By Abimbola Adelakun
The first sign that the Islamic cleric, Sheikh Ahmad Gumi, had been the dupe of the murderous brigands terrorising the country was when he attempted to moderate the language we use to describe them. He asked us to refer to them as “insurgents” rather than “bandits.” He could no longer see them for what they were, and he wanted to circumscribe our thoughts by urging us to rename the monster. Whatever he chooses to call them only addresses the superficial at the expense of the fundamental; faeces called by any other name will still smell.
As media reports stated, the cleric visited forests in Zamfara State where some of the bandits terrorising the country lodged themselves to preach peace to them. The Gumi that went into the forests probably had good intentions, but the one that emerged from the jungle left a part of his good judgment behind in the bush. Those men had worked on his psyche so much that he lost perspective.

++++

Exercise 1. Please write out the lines of the listing again, requests included, starting with the line containing "Pick out each instance of the pot" and going on through the line containing "x=642 y=429", adding 115 to every coordinate in the answers. Give only those lines.
The column above and the listing that comes next are unrelated material.

Dataset excerpts on pointing at objects:
++++

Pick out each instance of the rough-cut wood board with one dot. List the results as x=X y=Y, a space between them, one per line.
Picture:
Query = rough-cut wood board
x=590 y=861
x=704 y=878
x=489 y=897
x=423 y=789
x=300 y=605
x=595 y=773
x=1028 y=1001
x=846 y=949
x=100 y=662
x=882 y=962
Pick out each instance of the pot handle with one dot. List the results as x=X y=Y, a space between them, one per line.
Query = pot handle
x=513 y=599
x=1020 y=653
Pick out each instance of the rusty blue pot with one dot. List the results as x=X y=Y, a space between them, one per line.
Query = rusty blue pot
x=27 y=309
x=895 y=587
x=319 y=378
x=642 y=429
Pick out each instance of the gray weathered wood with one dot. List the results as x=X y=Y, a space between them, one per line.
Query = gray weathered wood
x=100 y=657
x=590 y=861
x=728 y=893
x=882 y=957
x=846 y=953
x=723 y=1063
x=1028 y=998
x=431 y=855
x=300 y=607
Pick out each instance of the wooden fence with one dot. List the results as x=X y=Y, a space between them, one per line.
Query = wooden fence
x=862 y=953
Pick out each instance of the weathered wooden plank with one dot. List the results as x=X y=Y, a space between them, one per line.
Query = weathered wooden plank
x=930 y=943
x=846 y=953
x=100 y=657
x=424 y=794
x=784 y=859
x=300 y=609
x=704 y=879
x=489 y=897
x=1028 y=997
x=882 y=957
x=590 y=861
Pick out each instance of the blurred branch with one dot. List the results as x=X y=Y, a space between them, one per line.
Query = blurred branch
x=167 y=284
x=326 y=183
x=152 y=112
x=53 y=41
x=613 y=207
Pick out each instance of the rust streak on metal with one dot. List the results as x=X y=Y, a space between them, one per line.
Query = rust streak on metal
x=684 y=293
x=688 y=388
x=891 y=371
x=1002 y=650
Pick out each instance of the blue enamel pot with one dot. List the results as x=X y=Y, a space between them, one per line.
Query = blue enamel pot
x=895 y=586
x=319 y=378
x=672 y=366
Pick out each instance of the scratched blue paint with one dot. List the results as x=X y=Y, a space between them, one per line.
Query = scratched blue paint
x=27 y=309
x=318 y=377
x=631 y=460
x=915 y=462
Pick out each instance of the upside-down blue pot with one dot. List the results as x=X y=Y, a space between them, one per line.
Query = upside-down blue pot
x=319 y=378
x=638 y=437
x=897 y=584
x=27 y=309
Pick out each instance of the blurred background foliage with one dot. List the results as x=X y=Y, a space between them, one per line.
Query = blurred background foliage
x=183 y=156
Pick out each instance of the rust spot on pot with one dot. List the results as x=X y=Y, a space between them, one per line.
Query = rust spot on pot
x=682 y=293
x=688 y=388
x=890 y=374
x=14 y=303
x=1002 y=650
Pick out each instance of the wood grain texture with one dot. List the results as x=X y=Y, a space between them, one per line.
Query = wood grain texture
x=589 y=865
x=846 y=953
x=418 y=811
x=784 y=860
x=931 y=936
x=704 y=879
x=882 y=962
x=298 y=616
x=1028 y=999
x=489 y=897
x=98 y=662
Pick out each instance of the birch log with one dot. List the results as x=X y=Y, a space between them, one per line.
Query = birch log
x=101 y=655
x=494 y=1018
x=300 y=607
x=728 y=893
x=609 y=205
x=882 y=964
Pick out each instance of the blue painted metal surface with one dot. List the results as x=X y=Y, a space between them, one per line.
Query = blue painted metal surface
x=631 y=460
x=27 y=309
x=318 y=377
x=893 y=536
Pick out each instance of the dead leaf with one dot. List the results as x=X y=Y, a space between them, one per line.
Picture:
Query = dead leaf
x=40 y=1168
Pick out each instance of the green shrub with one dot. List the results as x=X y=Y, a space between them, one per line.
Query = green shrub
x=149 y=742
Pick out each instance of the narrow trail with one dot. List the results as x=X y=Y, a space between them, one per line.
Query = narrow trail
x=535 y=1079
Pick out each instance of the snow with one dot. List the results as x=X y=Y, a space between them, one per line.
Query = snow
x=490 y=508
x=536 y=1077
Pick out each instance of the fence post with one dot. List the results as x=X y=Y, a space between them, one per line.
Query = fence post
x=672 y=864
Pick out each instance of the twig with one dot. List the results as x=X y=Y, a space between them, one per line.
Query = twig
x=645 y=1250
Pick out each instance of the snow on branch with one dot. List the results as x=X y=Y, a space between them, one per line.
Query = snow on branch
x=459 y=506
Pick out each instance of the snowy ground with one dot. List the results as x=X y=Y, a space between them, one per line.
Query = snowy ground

++++

Exercise 2.
Answer these questions about the column on Sheikh Ahmad Gumi:
(a) What term did the cleric ask people to use instead of "bandits"?
(b) In which state were the forests he visited?
(c) Whose name appears as the column's byline?

Worked solution 1.
Pick out each instance of the pot handle with one dot. List the results as x=X y=Y, a space between them, one per line.
Query = pot handle
x=628 y=714
x=1135 y=768
Pick out each instance of the rusty blue pot with one dot. List the results as x=X y=Y, a space between them, one per line.
Query = rusty blue pot
x=142 y=424
x=1010 y=702
x=434 y=493
x=757 y=544

Worked solution 2.
(a) Insurgents
(b) Zamfara State
(c) Abimbola Adelakun